### [Goal of the exercise]
Write the next part of the essay below on memory and education, picking up after its last sentence.

I remember sitting in my mother’s lap in the rocking chair beside the kitchen stove, and the sound of her voice singing in time to the beat of the rockers. I remember that in winter we lived mostly in the kitchen, for the kitchen as the only room with a stove. I remember my father’s shop, which I loved. I remember the plows and sleds that ook shape there in the light of the open doorway. I remember my father bent over a horse’s hoof held between his nees. I remember the ringing of the anvil and the screech of hot metal in the slack tub. I remember walking from ouse to shop, holding my mother’s hand. I remember a hound named Stump and a horse named Joe and a cow named Bell.
- Wendell Berry, Jayber Crow.
THE CENTRAL THESIS of the following essay is pretty straightforward. Our modern culture has a distorted view of the role memory plays in thinking and living, and we suffer because of it. As technological developments have helped us offload the burden of memory, we have lost touch with the important ability of remembering. The kind of memory described in the above passage from Wendell Berry seems almost foreign and mystical to us. I think that this is largely the result of how we have grown accustomed to talking about the role of memory in education.
I have the wonderful privilege of teaching an undergraduate class on Education in American Culture. One of my favorite lessons to teach is on the educational reform movement from the early half of the twentieth century. I often start off the class with this video featuring footage and quotes from thinkers like John Dewey and William Kilpatrick. It really is a wonderful artifact to use when teaching this material.

### [Information supplied]
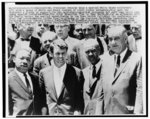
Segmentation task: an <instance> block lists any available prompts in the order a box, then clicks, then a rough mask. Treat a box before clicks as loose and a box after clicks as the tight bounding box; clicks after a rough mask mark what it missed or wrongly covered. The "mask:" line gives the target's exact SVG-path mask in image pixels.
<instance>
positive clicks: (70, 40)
mask: <svg viewBox="0 0 150 119" xmlns="http://www.w3.org/2000/svg"><path fill="white" fill-rule="evenodd" d="M54 28H55V31H56V34H57V36H58V37H59V38H61V39H63V40H64V41H65V42H66V44H67V45H68V52H67V60H66V61H67V64H70V65H73V66H76V67H80V65H79V61H78V57H77V47H78V44H79V43H80V41H79V40H78V39H76V38H73V37H70V36H69V34H68V33H69V31H70V25H69V24H55V25H54Z"/></svg>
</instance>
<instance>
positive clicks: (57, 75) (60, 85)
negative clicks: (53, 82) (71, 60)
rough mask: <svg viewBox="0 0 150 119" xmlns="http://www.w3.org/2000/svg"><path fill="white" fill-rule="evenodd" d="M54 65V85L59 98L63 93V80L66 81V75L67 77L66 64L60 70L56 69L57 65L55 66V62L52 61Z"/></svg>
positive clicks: (57, 68) (66, 66)
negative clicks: (54, 62)
mask: <svg viewBox="0 0 150 119" xmlns="http://www.w3.org/2000/svg"><path fill="white" fill-rule="evenodd" d="M52 65H53V67H54V68H53V73H54V84H55V89H56V93H57V97H59V95H60V93H61V88H62V85H63V79H64V75H65V71H66V67H67V65H66V63H65V64H64V65H63V66H62V67H60V68H58V67H56V65H55V64H54V62H53V61H52Z"/></svg>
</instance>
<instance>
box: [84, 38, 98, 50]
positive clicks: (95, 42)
mask: <svg viewBox="0 0 150 119" xmlns="http://www.w3.org/2000/svg"><path fill="white" fill-rule="evenodd" d="M96 46H99V44H98V42H97V41H96V40H95V39H88V40H87V41H86V42H85V43H84V48H86V49H87V48H89V49H90V48H95V47H96Z"/></svg>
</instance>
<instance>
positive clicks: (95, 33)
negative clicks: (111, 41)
mask: <svg viewBox="0 0 150 119" xmlns="http://www.w3.org/2000/svg"><path fill="white" fill-rule="evenodd" d="M82 30H83V34H84V37H85V38H84V39H82V40H81V41H80V44H79V45H78V50H77V54H78V59H79V64H80V67H81V69H84V68H85V67H87V66H89V65H90V62H89V60H88V59H87V57H86V54H85V52H84V48H83V47H84V43H85V42H86V41H87V40H88V39H91V38H92V39H93V41H97V42H98V43H99V46H100V49H101V54H103V53H104V52H106V51H107V45H106V42H105V40H104V38H103V37H98V36H97V35H96V29H95V27H94V26H93V24H83V25H82Z"/></svg>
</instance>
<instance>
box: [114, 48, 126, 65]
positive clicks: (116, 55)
mask: <svg viewBox="0 0 150 119" xmlns="http://www.w3.org/2000/svg"><path fill="white" fill-rule="evenodd" d="M126 52H127V48H126V49H125V50H124V51H123V52H122V53H120V62H122V60H123V58H124V56H125V54H126ZM117 56H118V54H115V57H116V59H117Z"/></svg>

### [The answer]
After using it for three semesters, the quote that always gets a reaction from students occurs early in the video. The narrator talks disparagingly about the old stodgy traditional education where:
Johnny learned his multiplication tables as his father and grandfather had before him, through endless classroom drills. By the same process, he learned the key dates of history and impossible-to-spell words. And geography. The drill formula was simple, if monotonous. And Johnny's marks were more apt to measure the strength of his memory than his understanding. (Progressive Education in the 1940s, 01:21)
That line about, “impossible-to spell-words,” always gets a good laugh out of me.
For the most part, the student’s I teach tend to have a very different response to the video than I do. Where they hear and join in the lament of rigid and stodgy memory drills; I hear the echoes of a manner of thinking that has largely been lost in our culture. And while it is easy to point the finger at “memorization” as the enemy of thinking and learning, I believe that this scapegoating is mostly inappropriate.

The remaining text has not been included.